#### [Task instructions]
Please copy every one of the records below word for word, leaving the pictures out of your answer.

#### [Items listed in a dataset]
--

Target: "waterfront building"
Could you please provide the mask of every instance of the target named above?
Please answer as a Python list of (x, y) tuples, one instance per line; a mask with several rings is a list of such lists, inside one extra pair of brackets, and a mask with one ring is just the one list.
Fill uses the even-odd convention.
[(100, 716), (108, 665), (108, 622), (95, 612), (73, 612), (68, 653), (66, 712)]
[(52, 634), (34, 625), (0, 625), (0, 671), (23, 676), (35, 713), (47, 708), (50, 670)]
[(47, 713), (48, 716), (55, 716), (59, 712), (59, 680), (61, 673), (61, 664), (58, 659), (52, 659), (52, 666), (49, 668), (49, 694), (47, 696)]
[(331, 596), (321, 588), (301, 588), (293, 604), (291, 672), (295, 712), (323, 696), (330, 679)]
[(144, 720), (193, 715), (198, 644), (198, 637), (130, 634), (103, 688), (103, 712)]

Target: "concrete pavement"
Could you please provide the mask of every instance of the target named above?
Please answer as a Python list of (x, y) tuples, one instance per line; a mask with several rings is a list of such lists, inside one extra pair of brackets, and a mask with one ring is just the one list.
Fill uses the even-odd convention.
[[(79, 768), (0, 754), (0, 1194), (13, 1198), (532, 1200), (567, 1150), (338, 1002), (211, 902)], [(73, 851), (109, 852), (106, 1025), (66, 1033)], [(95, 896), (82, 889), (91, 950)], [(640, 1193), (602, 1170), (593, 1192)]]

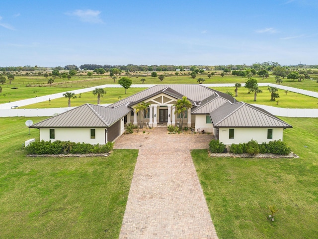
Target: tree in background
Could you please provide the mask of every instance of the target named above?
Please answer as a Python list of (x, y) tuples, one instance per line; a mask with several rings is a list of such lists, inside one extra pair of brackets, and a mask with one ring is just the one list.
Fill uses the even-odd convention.
[(197, 80), (197, 82), (199, 82), (199, 84), (202, 84), (204, 81), (205, 81), (205, 79), (203, 78), (199, 78)]
[(279, 98), (279, 95), (277, 93), (278, 89), (277, 87), (274, 87), (273, 86), (269, 86), (267, 88), (267, 90), (270, 93), (270, 100), (271, 101), (275, 101), (276, 98)]
[(255, 78), (250, 78), (249, 80), (247, 80), (245, 83), (245, 88), (248, 89), (248, 94), (250, 93), (250, 89), (254, 87), (254, 86), (257, 84), (257, 81)]
[(69, 99), (69, 107), (71, 107), (71, 99), (77, 98), (77, 96), (73, 92), (66, 92), (63, 94), (63, 96)]
[(235, 90), (234, 90), (234, 91), (235, 91), (235, 97), (238, 97), (238, 90), (239, 87), (242, 86), (242, 85), (241, 85), (240, 83), (235, 83), (235, 84), (234, 85), (234, 86), (235, 86)]
[(9, 80), (10, 84), (11, 85), (11, 82), (14, 80), (14, 76), (10, 74), (10, 75), (8, 75), (7, 77), (8, 78), (8, 80)]
[(125, 88), (125, 94), (127, 94), (127, 89), (130, 87), (131, 84), (133, 84), (133, 82), (130, 78), (124, 77), (118, 80), (118, 84), (122, 86), (123, 88)]
[(164, 76), (163, 75), (160, 75), (158, 78), (159, 78), (159, 80), (160, 80), (160, 81), (162, 81), (164, 79)]
[(263, 91), (260, 90), (258, 88), (258, 85), (256, 84), (253, 86), (250, 89), (251, 92), (254, 92), (254, 101), (256, 101), (256, 97), (257, 96), (257, 93), (261, 93)]
[(0, 83), (2, 85), (5, 83), (6, 81), (6, 79), (5, 79), (5, 76), (0, 76)]
[(103, 88), (96, 88), (92, 91), (93, 95), (97, 96), (97, 105), (100, 103), (100, 97), (102, 97), (104, 95), (106, 95), (106, 91)]
[(197, 73), (192, 71), (191, 73), (191, 77), (193, 79), (197, 77)]
[(54, 79), (53, 78), (50, 78), (48, 80), (48, 84), (51, 85), (52, 86), (52, 84), (54, 82)]
[(148, 114), (148, 107), (150, 105), (150, 103), (146, 103), (144, 102), (138, 104), (134, 109), (136, 110), (136, 114), (139, 113), (139, 121), (140, 128), (144, 127), (144, 121), (145, 120), (145, 114), (147, 115)]
[(182, 129), (182, 124), (183, 124), (183, 119), (185, 116), (185, 113), (190, 108), (192, 105), (190, 101), (187, 99), (186, 96), (182, 97), (182, 99), (179, 99), (177, 101), (177, 103), (173, 105), (175, 107), (175, 111), (174, 114), (177, 114), (179, 117), (179, 121), (181, 122), (179, 124), (179, 128), (181, 130)]
[(276, 83), (278, 83), (278, 85), (280, 85), (280, 83), (283, 82), (283, 80), (282, 80), (279, 76), (276, 76), (275, 77), (275, 80), (276, 82)]

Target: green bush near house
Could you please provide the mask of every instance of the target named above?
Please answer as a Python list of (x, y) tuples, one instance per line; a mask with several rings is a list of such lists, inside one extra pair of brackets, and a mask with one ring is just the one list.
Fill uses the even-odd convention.
[(60, 154), (108, 153), (113, 149), (114, 143), (108, 142), (106, 144), (92, 145), (86, 143), (75, 143), (70, 141), (56, 140), (53, 142), (44, 140), (36, 141), (26, 147), (29, 154)]

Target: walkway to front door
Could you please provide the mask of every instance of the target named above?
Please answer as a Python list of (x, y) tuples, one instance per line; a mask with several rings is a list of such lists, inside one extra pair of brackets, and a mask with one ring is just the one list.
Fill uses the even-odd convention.
[(218, 238), (190, 154), (213, 136), (151, 132), (115, 143), (139, 149), (119, 238)]

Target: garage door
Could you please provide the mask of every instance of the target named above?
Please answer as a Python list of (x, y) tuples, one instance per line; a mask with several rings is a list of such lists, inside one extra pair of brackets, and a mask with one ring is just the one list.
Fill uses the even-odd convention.
[(107, 139), (108, 142), (112, 142), (119, 136), (119, 121), (117, 121), (111, 125), (107, 133)]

--

#### [Solution]
Target: "waterfront building"
Could you please provide the mask of every instance of the target named above?
Please answer as a Python list of (x, y) tuples, one instance per line; a mask with several rings is a list of such lists, inside one extra pair of brackets, and a mask with one ring is just the one list.
Fill uses the even-odd convention.
[(100, 716), (108, 665), (108, 622), (95, 612), (73, 612), (68, 653), (66, 712)]
[(52, 634), (34, 625), (0, 625), (0, 671), (23, 676), (35, 713), (47, 708), (50, 670)]
[(47, 713), (48, 716), (55, 716), (59, 712), (59, 680), (61, 673), (61, 664), (58, 659), (52, 659), (52, 666), (49, 668), (49, 694), (47, 696)]
[(331, 596), (321, 588), (301, 588), (293, 604), (291, 672), (295, 712), (323, 696), (330, 679)]
[(144, 720), (193, 715), (198, 644), (198, 637), (130, 634), (103, 688), (103, 712)]

Target: "concrete pavement"
Could you please provide the mask of every instance of the target named above?
Please answer as a Python list of (x, y) tuples, one instance per line; a mask with several rings is a list of such lists, inside one extra pair of brackets, and a mask with one ring is just the one list.
Fill uses the even-odd convention.
[[(79, 768), (0, 754), (0, 1194), (13, 1198), (532, 1200), (567, 1150), (338, 1002), (211, 902)], [(73, 851), (109, 852), (106, 1025), (66, 1033)], [(95, 896), (82, 889), (91, 950)], [(640, 1193), (602, 1170), (593, 1192)]]

Target: tree in background
Could you please provide the mask of every instance of the target named above?
Please answer as a Python list of (x, y) tuples, one instance per line; a mask with several rings is a list of such lists, inside one extra pair of brackets, and a mask with one ring is just the one list.
Fill uses the even-odd convention.
[(197, 80), (197, 82), (199, 82), (199, 84), (202, 84), (204, 81), (205, 81), (205, 79), (203, 78), (199, 78)]
[(279, 98), (279, 95), (277, 93), (278, 89), (277, 87), (274, 87), (273, 86), (269, 86), (267, 88), (267, 90), (270, 93), (270, 100), (271, 101), (275, 101), (276, 98)]
[(255, 78), (250, 78), (249, 80), (247, 80), (245, 83), (245, 88), (248, 89), (248, 94), (250, 93), (250, 89), (254, 87), (254, 86), (257, 84), (257, 81)]
[(69, 99), (69, 107), (71, 107), (71, 99), (77, 98), (77, 96), (73, 92), (66, 92), (63, 94), (63, 96)]
[(235, 90), (234, 90), (234, 91), (235, 91), (235, 97), (238, 97), (238, 90), (239, 87), (242, 86), (242, 85), (241, 85), (240, 83), (235, 83), (235, 84), (234, 85), (234, 86), (235, 86)]
[(9, 80), (10, 84), (11, 85), (11, 82), (14, 80), (14, 76), (10, 74), (10, 75), (8, 75), (7, 77), (8, 78), (8, 80)]
[(125, 88), (125, 94), (127, 94), (127, 89), (130, 87), (131, 84), (133, 84), (133, 82), (130, 78), (124, 77), (118, 80), (118, 84), (122, 86), (123, 88)]
[(164, 76), (163, 75), (160, 75), (158, 78), (159, 78), (159, 80), (160, 80), (160, 81), (162, 81), (164, 79)]
[(263, 91), (260, 90), (258, 88), (258, 85), (256, 84), (253, 86), (250, 89), (251, 92), (254, 92), (254, 101), (256, 101), (256, 97), (257, 96), (257, 93), (261, 93)]
[(0, 83), (2, 85), (5, 83), (6, 81), (6, 79), (5, 79), (5, 76), (0, 76)]
[(103, 88), (96, 88), (92, 91), (93, 95), (97, 96), (97, 105), (100, 103), (100, 97), (102, 97), (104, 95), (106, 95), (106, 91)]
[(197, 73), (192, 71), (191, 73), (191, 77), (193, 79), (197, 77)]
[(54, 79), (53, 78), (50, 78), (48, 80), (48, 84), (51, 85), (52, 86), (52, 84), (54, 82)]
[(148, 114), (148, 107), (150, 105), (150, 103), (146, 103), (144, 102), (138, 104), (134, 109), (136, 110), (136, 114), (139, 113), (139, 121), (140, 128), (144, 127), (144, 121), (145, 120), (145, 114), (147, 115)]
[(182, 129), (182, 124), (183, 124), (183, 119), (185, 116), (185, 113), (190, 108), (192, 105), (190, 101), (187, 99), (186, 96), (182, 97), (182, 99), (179, 99), (177, 101), (177, 103), (173, 105), (175, 107), (175, 111), (174, 114), (177, 114), (179, 117), (179, 121), (181, 122), (179, 124), (179, 128), (181, 130)]
[(276, 83), (278, 83), (278, 85), (280, 85), (280, 83), (283, 82), (283, 80), (282, 80), (279, 76), (276, 76), (275, 77), (275, 80), (276, 82)]

Target: green bush near house
Could you please provide the mask of every instance of the target named above?
Please answer as a Python list of (x, y) tuples, one instance per line; a mask with several rings is a list of such lists, inside one extra pair of brackets, and a mask with one ring is just the one list.
Fill uses the even-odd convention.
[(60, 154), (108, 153), (113, 149), (114, 143), (108, 142), (106, 144), (92, 145), (86, 143), (75, 143), (70, 141), (56, 140), (53, 142), (44, 140), (36, 141), (26, 147), (29, 154)]

Target: walkway to front door
Could you please provide the mask of every instance of the target named above?
Please answer as a Python list of (x, y) tuples, one instance per line; a mask with several rings is a list of such lists, inside one extra pair of brackets, and a mask with one ring is just the one list.
Fill uses the even-odd convention.
[(218, 238), (190, 154), (213, 136), (151, 132), (115, 143), (139, 149), (119, 238)]

Target: garage door
Could you please provide the mask of every instance of the target named above?
Please answer as a Python list of (x, y) tuples, one instance per line; a mask with several rings is a list of such lists, inside one extra pair of brackets, and a mask with one ring is just the one list.
Fill uses the even-odd convention.
[(107, 139), (108, 142), (112, 142), (119, 136), (119, 121), (117, 121), (111, 125), (107, 133)]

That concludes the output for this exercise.